(Collected data)
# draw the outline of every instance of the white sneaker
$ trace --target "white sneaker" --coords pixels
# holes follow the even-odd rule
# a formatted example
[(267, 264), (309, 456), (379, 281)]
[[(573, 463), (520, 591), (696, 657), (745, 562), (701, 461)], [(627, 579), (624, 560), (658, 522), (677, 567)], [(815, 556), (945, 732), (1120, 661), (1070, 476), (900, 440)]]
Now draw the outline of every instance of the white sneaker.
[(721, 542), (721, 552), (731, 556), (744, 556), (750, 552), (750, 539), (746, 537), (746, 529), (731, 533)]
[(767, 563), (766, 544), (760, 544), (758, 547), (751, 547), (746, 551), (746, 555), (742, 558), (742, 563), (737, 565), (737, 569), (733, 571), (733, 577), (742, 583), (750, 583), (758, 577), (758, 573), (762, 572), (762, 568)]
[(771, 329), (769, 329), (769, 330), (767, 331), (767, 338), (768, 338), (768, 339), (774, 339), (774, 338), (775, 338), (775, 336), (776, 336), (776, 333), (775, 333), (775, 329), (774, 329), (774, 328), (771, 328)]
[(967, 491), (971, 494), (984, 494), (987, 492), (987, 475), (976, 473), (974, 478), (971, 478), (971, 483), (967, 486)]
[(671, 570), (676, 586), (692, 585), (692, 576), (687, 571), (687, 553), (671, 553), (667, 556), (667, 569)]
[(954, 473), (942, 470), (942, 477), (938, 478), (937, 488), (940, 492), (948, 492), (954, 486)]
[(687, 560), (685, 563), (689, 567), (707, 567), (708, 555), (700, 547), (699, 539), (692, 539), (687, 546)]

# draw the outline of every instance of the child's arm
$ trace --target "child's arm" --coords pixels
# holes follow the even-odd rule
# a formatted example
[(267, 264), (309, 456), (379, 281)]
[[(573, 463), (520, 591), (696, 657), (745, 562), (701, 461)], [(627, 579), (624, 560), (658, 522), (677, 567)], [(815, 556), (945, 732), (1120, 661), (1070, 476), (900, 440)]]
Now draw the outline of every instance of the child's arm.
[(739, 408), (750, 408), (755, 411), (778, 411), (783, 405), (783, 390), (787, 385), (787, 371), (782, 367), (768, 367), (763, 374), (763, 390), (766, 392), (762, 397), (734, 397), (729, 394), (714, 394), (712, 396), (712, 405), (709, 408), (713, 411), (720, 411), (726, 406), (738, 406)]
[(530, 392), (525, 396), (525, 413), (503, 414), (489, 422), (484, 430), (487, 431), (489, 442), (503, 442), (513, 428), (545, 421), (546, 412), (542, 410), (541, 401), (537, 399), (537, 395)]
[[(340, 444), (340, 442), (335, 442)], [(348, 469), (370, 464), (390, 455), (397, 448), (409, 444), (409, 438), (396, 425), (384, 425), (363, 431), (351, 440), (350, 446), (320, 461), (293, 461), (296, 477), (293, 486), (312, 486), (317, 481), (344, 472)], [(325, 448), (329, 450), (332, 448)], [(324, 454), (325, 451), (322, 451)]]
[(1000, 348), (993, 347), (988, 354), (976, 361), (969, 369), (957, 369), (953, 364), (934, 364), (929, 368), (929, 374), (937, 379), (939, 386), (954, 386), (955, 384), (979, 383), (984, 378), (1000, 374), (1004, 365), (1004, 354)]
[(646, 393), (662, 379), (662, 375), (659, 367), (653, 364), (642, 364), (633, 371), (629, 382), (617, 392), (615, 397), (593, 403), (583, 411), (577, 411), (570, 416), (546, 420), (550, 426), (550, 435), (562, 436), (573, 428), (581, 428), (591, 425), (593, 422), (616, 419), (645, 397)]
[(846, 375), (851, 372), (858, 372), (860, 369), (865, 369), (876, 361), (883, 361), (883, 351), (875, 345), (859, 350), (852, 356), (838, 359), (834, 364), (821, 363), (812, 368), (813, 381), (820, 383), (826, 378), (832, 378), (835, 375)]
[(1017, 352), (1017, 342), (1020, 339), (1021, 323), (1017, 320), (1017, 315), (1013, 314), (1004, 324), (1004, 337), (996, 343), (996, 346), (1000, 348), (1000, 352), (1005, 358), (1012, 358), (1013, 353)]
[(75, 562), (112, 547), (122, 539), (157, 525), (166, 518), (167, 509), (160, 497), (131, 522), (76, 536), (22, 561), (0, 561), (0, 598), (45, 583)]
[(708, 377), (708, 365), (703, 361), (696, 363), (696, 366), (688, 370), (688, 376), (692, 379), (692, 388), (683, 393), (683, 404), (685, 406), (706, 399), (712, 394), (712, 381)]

* [ASSIGNED TASK]
Collect from the data above every line that includes "pixels".

* [RESPONSE AREA]
$ trace --target "white sneaker" --coords pixels
$ trace --target "child's arm" --coords pixels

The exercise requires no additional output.